+++ THE DATA

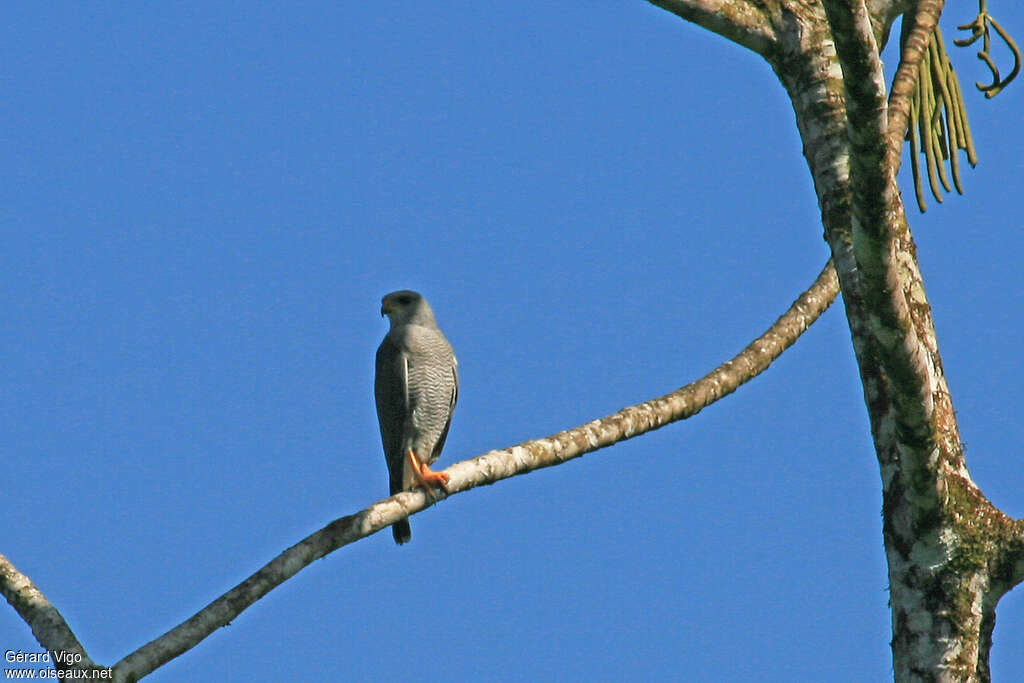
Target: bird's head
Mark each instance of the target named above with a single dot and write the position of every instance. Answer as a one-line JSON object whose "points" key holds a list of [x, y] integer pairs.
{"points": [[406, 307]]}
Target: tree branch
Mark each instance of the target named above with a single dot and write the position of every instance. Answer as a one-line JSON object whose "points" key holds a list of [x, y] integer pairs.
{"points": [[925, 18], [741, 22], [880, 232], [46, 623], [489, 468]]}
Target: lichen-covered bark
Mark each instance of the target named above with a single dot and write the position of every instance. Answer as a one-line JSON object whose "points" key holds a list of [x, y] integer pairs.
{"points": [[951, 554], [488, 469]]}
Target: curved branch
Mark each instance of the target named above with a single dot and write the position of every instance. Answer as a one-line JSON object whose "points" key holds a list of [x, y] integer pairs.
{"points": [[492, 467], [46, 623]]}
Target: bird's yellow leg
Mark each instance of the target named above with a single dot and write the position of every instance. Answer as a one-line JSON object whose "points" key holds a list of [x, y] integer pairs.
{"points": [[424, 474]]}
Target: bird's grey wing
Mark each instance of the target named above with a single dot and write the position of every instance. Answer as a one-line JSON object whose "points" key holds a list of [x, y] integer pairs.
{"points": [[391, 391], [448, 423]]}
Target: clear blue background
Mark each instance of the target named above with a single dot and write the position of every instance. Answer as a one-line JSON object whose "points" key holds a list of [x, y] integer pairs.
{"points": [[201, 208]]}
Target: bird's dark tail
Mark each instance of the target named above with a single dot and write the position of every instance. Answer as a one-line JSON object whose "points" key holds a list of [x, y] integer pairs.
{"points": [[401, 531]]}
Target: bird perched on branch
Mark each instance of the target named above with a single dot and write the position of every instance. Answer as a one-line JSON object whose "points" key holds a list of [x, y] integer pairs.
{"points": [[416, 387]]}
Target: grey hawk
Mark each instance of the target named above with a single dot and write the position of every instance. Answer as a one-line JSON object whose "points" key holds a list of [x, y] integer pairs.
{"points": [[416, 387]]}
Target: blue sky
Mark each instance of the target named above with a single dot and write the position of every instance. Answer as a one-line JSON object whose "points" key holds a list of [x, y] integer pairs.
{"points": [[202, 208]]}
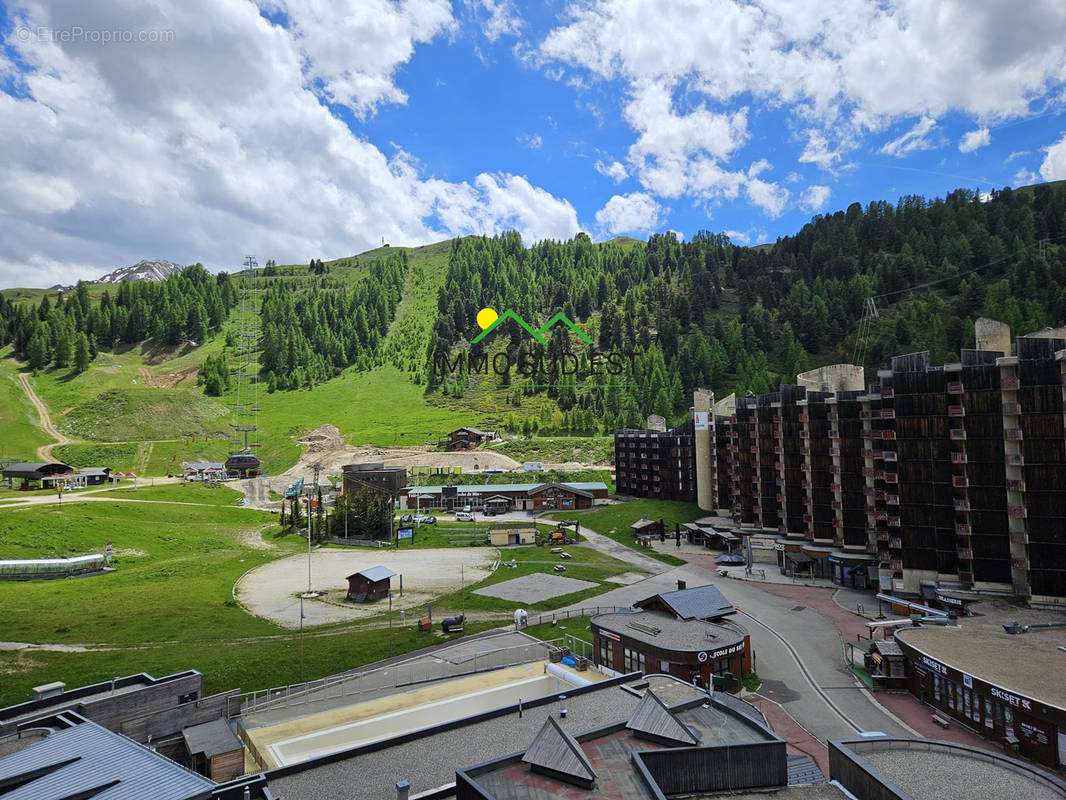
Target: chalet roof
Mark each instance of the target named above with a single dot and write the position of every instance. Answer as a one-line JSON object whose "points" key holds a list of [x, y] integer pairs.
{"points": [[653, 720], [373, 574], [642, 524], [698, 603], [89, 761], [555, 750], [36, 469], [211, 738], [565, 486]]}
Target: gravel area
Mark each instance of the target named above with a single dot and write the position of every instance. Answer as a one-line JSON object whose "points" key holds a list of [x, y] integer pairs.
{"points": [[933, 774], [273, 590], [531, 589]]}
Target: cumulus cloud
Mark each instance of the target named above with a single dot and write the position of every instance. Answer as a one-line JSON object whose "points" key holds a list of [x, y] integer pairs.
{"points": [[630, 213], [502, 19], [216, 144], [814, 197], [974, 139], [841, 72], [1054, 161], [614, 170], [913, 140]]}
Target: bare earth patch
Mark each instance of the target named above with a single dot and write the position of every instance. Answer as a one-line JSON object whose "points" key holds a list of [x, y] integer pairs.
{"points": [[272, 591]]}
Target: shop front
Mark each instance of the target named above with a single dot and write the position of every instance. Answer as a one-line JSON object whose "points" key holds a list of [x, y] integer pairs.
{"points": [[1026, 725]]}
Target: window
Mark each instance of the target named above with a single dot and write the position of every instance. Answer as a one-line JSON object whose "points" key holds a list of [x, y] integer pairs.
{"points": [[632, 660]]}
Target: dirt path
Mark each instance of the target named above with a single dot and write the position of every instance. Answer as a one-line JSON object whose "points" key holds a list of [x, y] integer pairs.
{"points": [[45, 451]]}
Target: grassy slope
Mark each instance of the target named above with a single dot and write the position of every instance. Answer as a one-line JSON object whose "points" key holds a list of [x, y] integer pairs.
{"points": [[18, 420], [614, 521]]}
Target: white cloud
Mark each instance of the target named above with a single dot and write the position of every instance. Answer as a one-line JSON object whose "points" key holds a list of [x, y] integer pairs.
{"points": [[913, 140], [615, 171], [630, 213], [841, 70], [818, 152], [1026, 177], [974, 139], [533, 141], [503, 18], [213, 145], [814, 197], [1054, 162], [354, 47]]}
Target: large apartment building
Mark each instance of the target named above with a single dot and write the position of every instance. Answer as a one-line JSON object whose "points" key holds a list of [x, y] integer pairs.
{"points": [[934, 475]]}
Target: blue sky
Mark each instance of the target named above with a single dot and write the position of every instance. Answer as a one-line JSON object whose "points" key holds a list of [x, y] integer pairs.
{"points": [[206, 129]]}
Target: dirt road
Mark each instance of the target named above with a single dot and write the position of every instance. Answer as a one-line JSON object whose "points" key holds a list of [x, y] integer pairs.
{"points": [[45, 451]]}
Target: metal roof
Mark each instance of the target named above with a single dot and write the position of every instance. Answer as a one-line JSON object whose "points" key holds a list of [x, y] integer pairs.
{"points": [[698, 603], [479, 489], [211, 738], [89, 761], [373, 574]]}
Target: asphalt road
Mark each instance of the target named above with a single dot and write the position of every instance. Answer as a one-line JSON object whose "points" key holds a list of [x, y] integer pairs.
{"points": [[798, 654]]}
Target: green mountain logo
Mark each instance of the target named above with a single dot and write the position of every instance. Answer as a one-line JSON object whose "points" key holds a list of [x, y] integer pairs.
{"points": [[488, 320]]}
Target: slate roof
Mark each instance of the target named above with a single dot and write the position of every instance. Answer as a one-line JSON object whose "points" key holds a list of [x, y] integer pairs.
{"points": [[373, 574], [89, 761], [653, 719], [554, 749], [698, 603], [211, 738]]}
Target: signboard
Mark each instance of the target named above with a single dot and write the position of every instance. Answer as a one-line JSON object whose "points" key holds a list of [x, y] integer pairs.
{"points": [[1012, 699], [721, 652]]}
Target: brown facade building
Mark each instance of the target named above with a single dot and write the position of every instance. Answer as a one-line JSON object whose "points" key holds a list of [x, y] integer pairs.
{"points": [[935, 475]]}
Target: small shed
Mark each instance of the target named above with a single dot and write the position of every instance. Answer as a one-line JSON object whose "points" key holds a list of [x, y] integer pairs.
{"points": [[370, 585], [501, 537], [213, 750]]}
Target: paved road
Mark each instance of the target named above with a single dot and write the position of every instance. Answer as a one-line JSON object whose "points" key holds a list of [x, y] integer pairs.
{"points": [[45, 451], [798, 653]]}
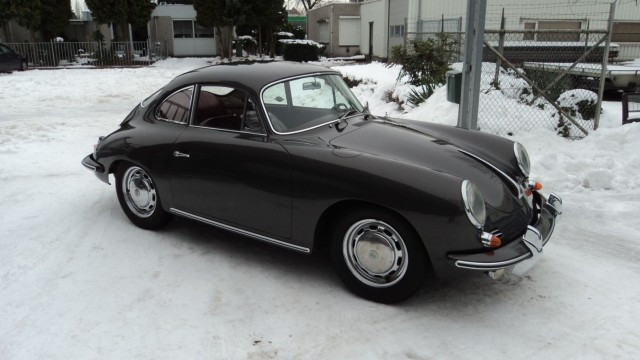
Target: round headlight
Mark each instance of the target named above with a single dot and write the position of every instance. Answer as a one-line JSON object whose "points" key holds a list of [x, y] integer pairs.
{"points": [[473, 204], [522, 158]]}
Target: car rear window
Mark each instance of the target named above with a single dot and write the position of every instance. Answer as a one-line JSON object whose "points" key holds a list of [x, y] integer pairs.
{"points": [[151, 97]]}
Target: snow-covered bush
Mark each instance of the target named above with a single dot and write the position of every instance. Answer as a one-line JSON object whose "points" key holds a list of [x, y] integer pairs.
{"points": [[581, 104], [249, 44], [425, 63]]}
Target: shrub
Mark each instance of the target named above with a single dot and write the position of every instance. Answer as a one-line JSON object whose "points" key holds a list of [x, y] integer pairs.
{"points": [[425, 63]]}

++++++

* **GOAL OF THE EXERCISE**
Exactly repeat the material from its first line through the line with "Target: lichen-covered bark", including both, and leave the pictures and everything else out.

* **EXERCISE SOLUTION**
Target: bird's head
Mark each instance of the target named above with a single dot and write the position of every instance. Answer as a one-line JSON object whose "points" key holds a list of [x, y] integer pairs.
{"points": [[406, 307]]}
Target: tree branch
Mark each instance of the target named above with a single dot and write the position of every instance. Answer as a one-line JSON object whose "points" key holds a list of [x, y] integer pairs.
{"points": [[925, 18], [741, 22], [880, 232], [46, 623], [489, 468]]}
Target: lichen-covered bark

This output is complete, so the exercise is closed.